═══ Extracted information ═══
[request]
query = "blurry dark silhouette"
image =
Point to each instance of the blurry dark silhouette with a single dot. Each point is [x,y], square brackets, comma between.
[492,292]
═══
What is being asked: Write out every line of the entries again, requests included, and shift each point by adding 13 to every coordinate in the answers.

Worked answer:
[request]
query = "blurry dark silhouette"
image =
Point to each instance of the blurry dark silhouette with a single dot. Each point is [x,y], square brackets, comma between.
[505,305]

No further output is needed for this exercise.